---- Vorliegender Textauszug

Noch rund 91.000 Hektar

Die Staatssekretäre der beteiligten Ressorts hatten sich bereits im Frühjahr dieses Jahres auf einen Kompromiss zu den BVVG-Flächen verständigt, der anschließend aber von Bundesfinanzminister Christian Lindner wieder einkassiert worden war. Ein Knackpunkt war dabei die Übertragung von Naturschutzflächen. Auf eine Kehrtwende in der Privatisierungspolitik hatten sich SPD, Grüne und FDP in ihrem Koalitionsvertrag verständigt.

Landwirtschaftlich genutzte Flächen sollten nicht mehr verkauft, sondern „vorrangig an nachhaltig beziehungsweise ökologisch wirtschaftende Betriebe“ verpachtet werden. Unmittelbar nach Amtsantritt hatte die neue Bundesregierung einen weitgehenden Verkaufsstopp erlassen. Seither werden Flächen weit überwiegend an Ökobetriebe verpachtet. Nunmehr sollen Verkäufe bis 2024 möglich bleiben. Sie sind aber auf jährlich 2.000 ha begrenzt und sollen insbesondere der Erfüllung bestehender Rechtsansprüche von Alteigentümern dienen. Insgesamt verfügt die BVVG noch über rund 91.000 ha LF.

Fatales Signal

Mit scharfer Kritik reagierten die Familienbetriebe Land und Forst sowie die Arbeitsgemeinschaft für Agrarfragen (AfA). Der Vorsitzende der Familienbetriebe, Max von Elverfeldt, nannte es ein fatales Signal, dass die Bundesregierung produktive Acker- und Waldflächen an Naturschutzorganisationen übertragen oder unter naturschutzfachlichen Kriterien verpachten wolle.

Zwar sei es richtig und wichtig, dass viele Flächen weiter in der Nutzung bleiben sollten, räumte von Elverfeldt ein. Allerdings passe der Vorrang des Naturschutzes und von Ökobetrieben nicht in die heutige Zeit. Für den Verbandsvorsitzenden ist damit klar, „die Zeitenwende ist in der Agrar- und Waldpolitik noch nicht angekommen“.

Bei der anstehenden Ausgestaltung der Pachtbedingungen müsse daher dringend nachgeschärft werden. Nach Auffassung des AfA-Vorsitzenden Dr. Eberhardt Kühne schwächt der Bund mit der Einigung das Eigentum und den Rechtsstaat. „Der Bund muss seinen Privatisierungsverpflichtungen für Berechtigte nach dem Ausgleichsleistungsgesetz vollständig nachkommen, anstatt die Flächenkulisse durch politisch gewollte Maßnahmen zu verknappen“, warnte Kühne.

--------
---- Rohdaten

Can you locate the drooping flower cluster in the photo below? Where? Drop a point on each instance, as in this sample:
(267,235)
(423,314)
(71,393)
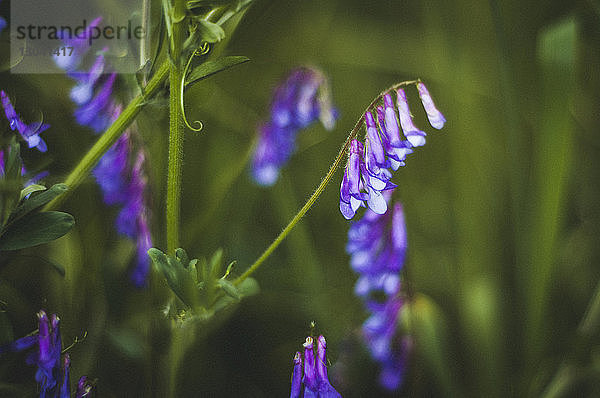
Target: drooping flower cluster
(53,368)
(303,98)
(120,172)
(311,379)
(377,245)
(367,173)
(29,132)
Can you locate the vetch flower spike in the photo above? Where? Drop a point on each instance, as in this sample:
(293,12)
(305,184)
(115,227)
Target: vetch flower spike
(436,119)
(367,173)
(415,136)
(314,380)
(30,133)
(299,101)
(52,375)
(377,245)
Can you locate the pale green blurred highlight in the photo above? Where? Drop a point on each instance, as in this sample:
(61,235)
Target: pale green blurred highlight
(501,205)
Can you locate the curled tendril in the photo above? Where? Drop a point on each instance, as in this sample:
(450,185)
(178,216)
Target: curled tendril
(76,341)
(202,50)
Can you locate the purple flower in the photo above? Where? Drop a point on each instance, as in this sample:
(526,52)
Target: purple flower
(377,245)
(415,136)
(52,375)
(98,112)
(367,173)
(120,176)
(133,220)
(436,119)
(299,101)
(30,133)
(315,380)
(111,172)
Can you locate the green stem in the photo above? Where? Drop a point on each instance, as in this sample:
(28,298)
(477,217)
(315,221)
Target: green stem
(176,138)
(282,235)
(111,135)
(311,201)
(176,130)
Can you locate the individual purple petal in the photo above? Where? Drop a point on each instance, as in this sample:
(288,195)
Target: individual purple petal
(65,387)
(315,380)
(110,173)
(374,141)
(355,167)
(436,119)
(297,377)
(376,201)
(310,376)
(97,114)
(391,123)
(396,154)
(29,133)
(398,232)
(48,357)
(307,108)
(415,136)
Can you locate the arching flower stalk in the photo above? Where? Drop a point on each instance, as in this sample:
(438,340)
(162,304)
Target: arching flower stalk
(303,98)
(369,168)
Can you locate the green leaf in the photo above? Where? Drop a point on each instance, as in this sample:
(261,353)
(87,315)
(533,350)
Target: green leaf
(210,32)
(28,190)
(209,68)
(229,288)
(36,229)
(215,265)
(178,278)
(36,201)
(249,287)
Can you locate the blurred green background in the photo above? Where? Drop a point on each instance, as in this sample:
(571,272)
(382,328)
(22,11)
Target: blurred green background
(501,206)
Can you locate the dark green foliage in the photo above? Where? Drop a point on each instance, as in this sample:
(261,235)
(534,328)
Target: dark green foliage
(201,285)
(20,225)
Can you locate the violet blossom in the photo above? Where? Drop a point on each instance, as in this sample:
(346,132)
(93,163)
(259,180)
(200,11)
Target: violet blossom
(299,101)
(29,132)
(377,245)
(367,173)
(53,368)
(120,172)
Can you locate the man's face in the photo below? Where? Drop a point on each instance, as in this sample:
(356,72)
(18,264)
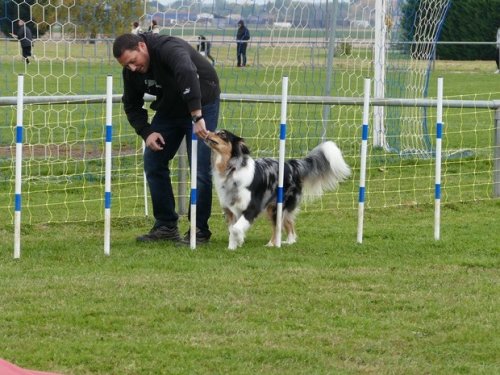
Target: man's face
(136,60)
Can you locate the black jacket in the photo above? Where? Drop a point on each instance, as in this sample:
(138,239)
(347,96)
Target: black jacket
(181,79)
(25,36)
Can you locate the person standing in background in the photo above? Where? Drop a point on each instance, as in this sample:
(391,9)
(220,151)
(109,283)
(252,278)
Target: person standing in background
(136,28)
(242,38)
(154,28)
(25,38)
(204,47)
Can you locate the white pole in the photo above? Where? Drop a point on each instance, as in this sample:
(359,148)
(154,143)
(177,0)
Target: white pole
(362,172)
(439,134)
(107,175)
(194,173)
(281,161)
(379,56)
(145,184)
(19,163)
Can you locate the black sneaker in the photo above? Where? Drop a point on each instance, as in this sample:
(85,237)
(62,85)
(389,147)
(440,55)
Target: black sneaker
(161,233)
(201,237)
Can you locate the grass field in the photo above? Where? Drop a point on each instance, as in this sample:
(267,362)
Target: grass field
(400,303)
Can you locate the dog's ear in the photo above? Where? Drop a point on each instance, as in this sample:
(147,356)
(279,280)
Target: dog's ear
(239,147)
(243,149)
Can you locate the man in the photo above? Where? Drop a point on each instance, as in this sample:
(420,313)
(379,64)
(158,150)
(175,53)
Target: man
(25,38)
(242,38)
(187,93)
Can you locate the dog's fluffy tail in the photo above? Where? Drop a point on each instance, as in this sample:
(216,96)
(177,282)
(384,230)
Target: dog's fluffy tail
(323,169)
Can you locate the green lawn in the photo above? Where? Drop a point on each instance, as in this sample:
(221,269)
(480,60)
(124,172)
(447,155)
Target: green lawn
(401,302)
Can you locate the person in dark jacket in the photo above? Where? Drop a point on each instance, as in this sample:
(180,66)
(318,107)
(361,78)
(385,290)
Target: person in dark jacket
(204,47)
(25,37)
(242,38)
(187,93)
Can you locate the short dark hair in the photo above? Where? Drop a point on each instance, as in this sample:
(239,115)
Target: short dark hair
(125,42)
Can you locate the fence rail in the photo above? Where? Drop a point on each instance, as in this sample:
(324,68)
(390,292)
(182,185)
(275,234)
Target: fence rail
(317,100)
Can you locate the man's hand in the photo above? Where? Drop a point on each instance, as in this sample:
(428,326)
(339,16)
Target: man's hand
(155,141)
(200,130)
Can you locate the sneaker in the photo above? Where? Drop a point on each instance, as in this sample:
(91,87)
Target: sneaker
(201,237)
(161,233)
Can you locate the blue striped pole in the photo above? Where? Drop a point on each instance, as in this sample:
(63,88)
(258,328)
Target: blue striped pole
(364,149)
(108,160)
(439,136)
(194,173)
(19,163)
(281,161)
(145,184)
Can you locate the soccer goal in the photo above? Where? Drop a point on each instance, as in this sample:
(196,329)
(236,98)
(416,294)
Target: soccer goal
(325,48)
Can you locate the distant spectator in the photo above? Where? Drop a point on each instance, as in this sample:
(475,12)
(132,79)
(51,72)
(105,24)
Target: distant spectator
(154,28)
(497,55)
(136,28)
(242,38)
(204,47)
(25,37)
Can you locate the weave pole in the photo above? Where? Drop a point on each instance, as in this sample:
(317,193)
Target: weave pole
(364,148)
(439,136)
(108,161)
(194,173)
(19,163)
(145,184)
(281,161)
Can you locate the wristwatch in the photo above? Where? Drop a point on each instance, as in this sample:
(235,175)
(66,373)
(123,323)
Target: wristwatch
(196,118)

--------

Aufgaben:
- 1) Über wie viel landwirtschaftlich genutzte Fläche verfügt die BVVG laut dem Textauszug noch?
- 2) Gib den Abschnitt des Textauszugs wortgetreu aus, der bei „Mit scharfer Kritik“ beginnt und bei „Kriterien verpachten wolle.“ endet.

Lösungen:
- 1) Über rund 91.000 Hektar.

- 2)
Mit scharfer Kritik reagierten die Familienbetriebe Land und Forst sowie die Arbeitsgemeinschaft für Agrarfragen (AfA). Der Vorsitzende der Familienbetriebe, Max von Elverfeldt, nannte es ein fatales Signal, dass die Bundesregierung produktive Acker- und Waldflächen an Naturschutzorganisationen übertragen oder unter naturschutzfachlichen Kriterien verpachten wolle.